[begin Items]

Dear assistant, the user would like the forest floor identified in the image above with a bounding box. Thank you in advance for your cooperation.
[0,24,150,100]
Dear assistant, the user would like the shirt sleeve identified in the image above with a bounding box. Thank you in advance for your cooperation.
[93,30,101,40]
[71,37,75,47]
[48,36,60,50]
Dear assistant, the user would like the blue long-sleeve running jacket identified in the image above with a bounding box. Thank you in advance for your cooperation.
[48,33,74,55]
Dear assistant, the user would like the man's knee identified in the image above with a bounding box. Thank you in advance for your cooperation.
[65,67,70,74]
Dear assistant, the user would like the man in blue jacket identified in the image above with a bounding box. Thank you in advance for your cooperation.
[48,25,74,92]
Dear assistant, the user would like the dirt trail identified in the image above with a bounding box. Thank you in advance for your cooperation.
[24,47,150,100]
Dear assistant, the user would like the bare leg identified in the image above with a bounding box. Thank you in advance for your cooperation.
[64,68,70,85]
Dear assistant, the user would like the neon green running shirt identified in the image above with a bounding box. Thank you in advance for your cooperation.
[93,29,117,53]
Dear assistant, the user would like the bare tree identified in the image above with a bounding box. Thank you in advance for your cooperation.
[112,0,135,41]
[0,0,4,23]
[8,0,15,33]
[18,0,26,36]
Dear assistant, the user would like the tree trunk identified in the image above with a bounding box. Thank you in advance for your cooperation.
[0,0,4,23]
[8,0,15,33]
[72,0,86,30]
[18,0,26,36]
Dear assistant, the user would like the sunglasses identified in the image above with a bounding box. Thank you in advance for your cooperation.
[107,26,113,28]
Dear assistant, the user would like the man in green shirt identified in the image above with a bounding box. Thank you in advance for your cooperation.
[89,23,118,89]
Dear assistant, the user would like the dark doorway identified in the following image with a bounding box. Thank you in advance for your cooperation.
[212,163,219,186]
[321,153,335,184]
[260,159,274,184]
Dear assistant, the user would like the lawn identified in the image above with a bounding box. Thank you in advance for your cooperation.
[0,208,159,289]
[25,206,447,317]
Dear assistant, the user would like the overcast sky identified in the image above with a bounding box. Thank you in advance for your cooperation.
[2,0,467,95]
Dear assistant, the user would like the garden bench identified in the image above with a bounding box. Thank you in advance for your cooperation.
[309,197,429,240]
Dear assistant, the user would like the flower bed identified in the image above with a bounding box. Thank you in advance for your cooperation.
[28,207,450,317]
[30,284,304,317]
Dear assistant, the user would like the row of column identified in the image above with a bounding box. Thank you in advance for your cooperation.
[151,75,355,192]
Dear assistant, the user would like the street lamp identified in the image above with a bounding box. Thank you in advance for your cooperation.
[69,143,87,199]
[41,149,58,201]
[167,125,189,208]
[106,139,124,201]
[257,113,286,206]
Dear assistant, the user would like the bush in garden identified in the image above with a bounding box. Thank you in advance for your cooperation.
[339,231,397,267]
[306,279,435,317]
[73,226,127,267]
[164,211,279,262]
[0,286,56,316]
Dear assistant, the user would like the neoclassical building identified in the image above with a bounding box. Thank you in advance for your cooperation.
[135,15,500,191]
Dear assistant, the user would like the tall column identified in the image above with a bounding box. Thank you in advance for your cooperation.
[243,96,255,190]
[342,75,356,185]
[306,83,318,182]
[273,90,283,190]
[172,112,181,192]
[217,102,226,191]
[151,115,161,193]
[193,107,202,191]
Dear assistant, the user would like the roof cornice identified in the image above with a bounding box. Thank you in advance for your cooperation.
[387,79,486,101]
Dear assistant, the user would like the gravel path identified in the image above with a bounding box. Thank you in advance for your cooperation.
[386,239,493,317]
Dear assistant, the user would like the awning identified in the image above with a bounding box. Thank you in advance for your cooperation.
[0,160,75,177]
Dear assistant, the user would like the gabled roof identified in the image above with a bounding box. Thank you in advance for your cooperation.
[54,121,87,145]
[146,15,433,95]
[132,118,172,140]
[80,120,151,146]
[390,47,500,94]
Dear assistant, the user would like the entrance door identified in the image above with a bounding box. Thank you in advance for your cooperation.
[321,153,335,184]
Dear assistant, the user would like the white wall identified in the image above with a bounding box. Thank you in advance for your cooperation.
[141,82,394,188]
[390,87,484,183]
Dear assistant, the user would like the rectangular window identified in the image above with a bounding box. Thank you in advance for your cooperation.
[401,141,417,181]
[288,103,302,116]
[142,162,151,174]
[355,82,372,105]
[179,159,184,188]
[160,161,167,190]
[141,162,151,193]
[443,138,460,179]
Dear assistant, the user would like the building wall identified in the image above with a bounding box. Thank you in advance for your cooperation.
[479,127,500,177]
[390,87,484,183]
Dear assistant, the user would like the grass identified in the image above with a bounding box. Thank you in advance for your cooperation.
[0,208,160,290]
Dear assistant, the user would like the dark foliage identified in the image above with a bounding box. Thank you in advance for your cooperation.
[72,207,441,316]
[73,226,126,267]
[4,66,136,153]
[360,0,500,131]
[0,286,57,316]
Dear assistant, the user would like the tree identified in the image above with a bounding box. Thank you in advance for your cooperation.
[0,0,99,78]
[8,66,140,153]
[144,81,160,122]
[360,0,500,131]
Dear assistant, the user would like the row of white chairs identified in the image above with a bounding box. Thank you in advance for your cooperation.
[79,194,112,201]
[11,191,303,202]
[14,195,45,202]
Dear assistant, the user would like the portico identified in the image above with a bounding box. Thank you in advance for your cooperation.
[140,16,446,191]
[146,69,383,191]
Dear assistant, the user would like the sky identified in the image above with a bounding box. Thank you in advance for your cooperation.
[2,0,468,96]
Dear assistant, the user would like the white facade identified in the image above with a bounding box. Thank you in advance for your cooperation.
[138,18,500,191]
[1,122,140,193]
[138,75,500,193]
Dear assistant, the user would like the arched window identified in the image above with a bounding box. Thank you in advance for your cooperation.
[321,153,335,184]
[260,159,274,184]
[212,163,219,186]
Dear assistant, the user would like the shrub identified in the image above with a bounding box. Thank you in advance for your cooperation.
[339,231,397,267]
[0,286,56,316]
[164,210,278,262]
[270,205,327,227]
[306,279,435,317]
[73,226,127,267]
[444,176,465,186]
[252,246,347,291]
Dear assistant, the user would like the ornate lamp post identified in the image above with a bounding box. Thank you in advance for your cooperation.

[end Items]

Task prompt | Can you write out every one of the lines above exactly as they appear, from the first to the last?

The response |
Dear assistant, the user would like the forest floor identified in the image above with a bounding box. Thank you in advance for your cooperation.
[0,24,150,100]
Dear assistant, the user would like the shirt sleeve identified in the image above with a bounding box. Thank you in advance for your cooperation.
[93,30,101,40]
[71,37,75,47]
[48,36,60,50]
Dear assistant, the user would like the blue long-sleeve running jacket identified in the image above with a bounding box. Thank you in advance for your cooperation.
[48,33,74,55]
Dear assistant, the user would like the man's knee identified in the image above with a bounding box. Thank you in advance for your cooperation.
[65,67,70,74]
Dear assistant, the user would like the man in blue jacket identified in the image above with a bounding box. Thank you in advance for your cooperation.
[48,25,74,92]
Dear assistant, the user would like the dirt trail identified in the image above with a bounding box. Thank you in advance for your cooperation.
[24,47,150,100]
Dear assistant, the user would like the bare leg identified in the image above with a bounding box. Thank you in advance for your cooperation.
[64,68,70,85]
Dear assistant, the user would like the neon green running shirt identified in the image above with a bounding box. Thank you in advance for your cooperation.
[93,29,117,53]
Dear assistant, the user would like the bare tree identified in the image above with a bounding box. Thank you in advance for your cooperation.
[112,0,135,41]
[0,0,4,23]
[8,0,15,33]
[18,0,26,36]
Dear assistant, the user would like the tree trunk identified in the image above with a bounding box. Thank you in advance for your cooperation.
[0,0,4,23]
[8,0,15,33]
[72,0,86,30]
[18,0,26,36]
Dear assistant, the user would like the sunglasses identified in the image above with a bounding box. Thank you in advance for your cooperation.
[107,26,113,28]
Dear assistant, the user would like the man in green shirt identified in the image above with a bounding box. Thank you in advance for your cooperation.
[89,23,118,89]
Dear assistant, the user would like the dark doorway identified in the following image with a bounding box. Thank you in advance for your cooperation.
[212,163,219,186]
[321,153,335,184]
[260,159,274,184]
Dear assistant, the user would like the lawn identified in the image above with a bounding box. Thank you in advance for your cooperation.
[0,208,159,289]
[25,206,447,317]
Dear assistant, the user would like the overcast sky identified in the image above with a bounding box. Thank you in advance for your cooperation.
[2,0,467,95]
Dear assistant, the user would like the garden bench identified in the image above with a bounding box. Thank you in advance for your cooperation.
[309,197,429,240]
Dear assistant, the user would like the flower bed identified in the image above with a bounding box. Thank you in advance for your cooperation.
[28,207,450,317]
[30,284,304,317]
Dear assistant, the user would like the row of column identified in the image above with a bounding box. Thank you in advance for your cooperation.
[151,75,355,192]
Dear assistant, the user would like the street lamp identified in the image above with a bounding box. Thank you in advance for your cooperation.
[69,143,87,199]
[41,149,58,201]
[167,125,189,208]
[106,139,124,201]
[257,113,286,206]
Dear assistant, the user would like the bush in garden identified in the image above with a bounding box. Thank you in advance for your cooperation.
[339,231,397,267]
[306,279,435,317]
[73,226,127,267]
[164,211,279,262]
[0,286,56,316]
Dear assistant, the user would like the neoclassical building identified in the image above with a bounding box. Thank you in advance for your cooperation.
[135,15,500,191]
Dear assistant, the user would like the tall column identified in the image above with a bounding box. Thank you in advance for your cooperation.
[243,96,255,190]
[342,75,356,185]
[306,83,318,182]
[273,90,283,190]
[172,112,181,192]
[217,102,226,191]
[151,115,161,193]
[193,107,202,191]
Dear assistant, the user would like the roof cornice identified in the image above with a bounding box. Thank you in advance for your cooperation.
[387,79,486,101]
Dear assistant, the user would like the gravel path identified in the image above with a bounding box. Thank you in advance for your cooperation.
[386,239,493,317]
Dear assistant, the user would like the awning identified in the image above with a bounding box. Thank you in advance for your cooperation.
[0,160,75,177]
Dear assistant, the user would like the gabled roof identified in the image above with a bounding box. Thank you in advance for your cooperation.
[54,121,87,145]
[146,15,433,95]
[132,118,172,140]
[80,120,151,146]
[390,47,500,94]
Dear assistant, the user would like the entrance door identified in the image above with a bounding box. Thank you in advance for your cooperation.
[321,153,335,184]
Dear assistant, the user would like the white wall identified in the image above with a bounding box. Thank you in advance for your cooperation.
[141,82,394,188]
[390,87,484,183]
Dear assistant, the user would like the rectangular window identified in the image above with a bounding box. Thank you in advance for your cooperation.
[401,141,417,181]
[288,103,302,116]
[142,162,151,174]
[355,82,372,105]
[179,159,184,188]
[160,161,167,190]
[141,162,151,193]
[443,138,460,179]
Dear assistant, the user would like the building wall identified in the image above with a bounding box. Thank you in advance for your cooperation.
[479,127,500,177]
[390,87,484,183]
Dear assistant, the user would like the grass identified in the image above with a bounding box. Thank you in advance for your cooperation.
[0,208,160,290]
Dear assistant, the user would like the dark foliage identified in the image above with a bounding box. Thank you in advance for your cooperation.
[72,207,441,316]
[73,226,126,267]
[4,66,136,153]
[360,0,500,131]
[0,286,57,316]
Dear assistant, the user would like the tree identified in the image above with a bounding box. Thank you in advance for your cooperation.
[0,0,99,78]
[8,66,140,153]
[144,81,160,122]
[360,0,500,131]
Dear assistant, the user would like the row of white chairs identified in the image above with a bounding box. Thank you in advance for your cooperation.
[79,194,112,201]
[11,191,303,202]
[14,195,45,202]
Dear assistant, the user would like the portico identified in the image above with a bounding box. Thank you in advance for your cooperation.
[140,16,446,191]
[146,69,383,191]
Dear assistant, the user would like the sky identified in the image above with a bounding box. Thank you in advance for your cooperation.
[2,0,468,96]
Dear assistant, the user would like the white facade identified in the image above with a bounding box. Thank you in advance for your cooperation.
[138,18,500,191]
[1,122,140,193]
[138,75,500,193]
Dear assistant, the user would like the arched window identified in the image above with a bounding box. Thank you in advance for your cooperation.
[321,153,335,184]
[260,159,274,184]
[212,163,219,186]
Dear assistant, the user would like the shrub identified in the image above with a bounding box. Thank you in advance for your cooperation.
[339,231,397,267]
[0,286,56,316]
[164,210,278,262]
[270,205,327,227]
[306,279,435,317]
[73,226,127,267]
[444,176,465,186]
[252,246,347,291]
Dear assistant, the user would like the ornate lamp post identified in the image above with a bounding box. Thank you in advance for your cooperation.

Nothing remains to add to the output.